--- start PASSAGE PROVIDED ---

Death at a distance and that dreaded phone call
My intestines knot every time I receive a call from home, Kenya. I get many happy calls from family and friends, but the possibility of receiving that one damned call doesn’t elude my days. I have dreaded that call for so long. On Wednesday that call came. I had just left work and was on the bus heading for language school when my phone rang.
It was my mother calling. It was a beautiful day, my second day at a new job in a Danish college, as a teacher. I was excited to share the details of the day with my mother. However, something in her voice sent a dark trepidation crossing through my mind. With trembling hands, I hang up the phone. I would call her back in a minute. I was shaking with dread. Not ready to hear the news. I was not psychologically prepared to receive any bad news. But I had to call her back.
“I have bad news for you, Judy. Your dear cousin Ngima (Susan) is dead. She died today morning in a grisly road accident…”

--- end PASSAGE PROVIDED ---
--- start DATASET ---

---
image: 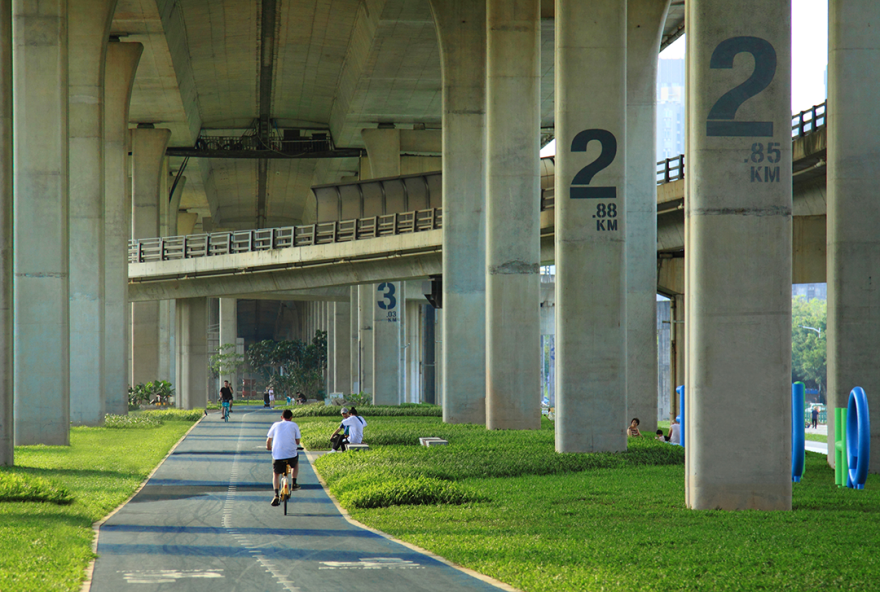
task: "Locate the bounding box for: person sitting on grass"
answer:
[666,415,681,444]
[626,417,642,438]
[330,407,367,452]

--- end DATASET ---

**WHAT THIS EXERCISE ASKS**
1 - Add 94 to every bounding box coordinate in the answers of the records and write out all their lines again, requests included. Leave the picture lines out.
2 - Carry on the essay about the cousin's death from the point where it stops.
The text and the records have no connection to each other.

**THE RESULTS**
1 -
---
image: 
task: "Locate the bounding box for: person sitting on grass"
answer:
[760,509,775,538]
[720,511,736,532]
[424,501,461,546]

2 -
The rest of her words were a blur. My mind spaced out.
“Hello, are you there?” I was there, but I couldn’t speak.
The shock gripped my core. My mother disconnected the call. I tried to control the flood of emotions. I was on a public bus, surrounded by strangers. We don’t break down in public here. It is an unusual sight to see a person bawl out in an open space. I wanted to tame the tears. Hold them back until I was in a more private place. But they burned my eyes. I remembered speaking to my cousin the night before. She was missing my son and me and wanted to know when we would be coming to visit our family in Kenya again. I told her soon, as soon as in 3 weeks. She was excited, so was I. Having spent the better part of childhood, youth and adulthood together. We were not just 1st cousins; but also blood sisters.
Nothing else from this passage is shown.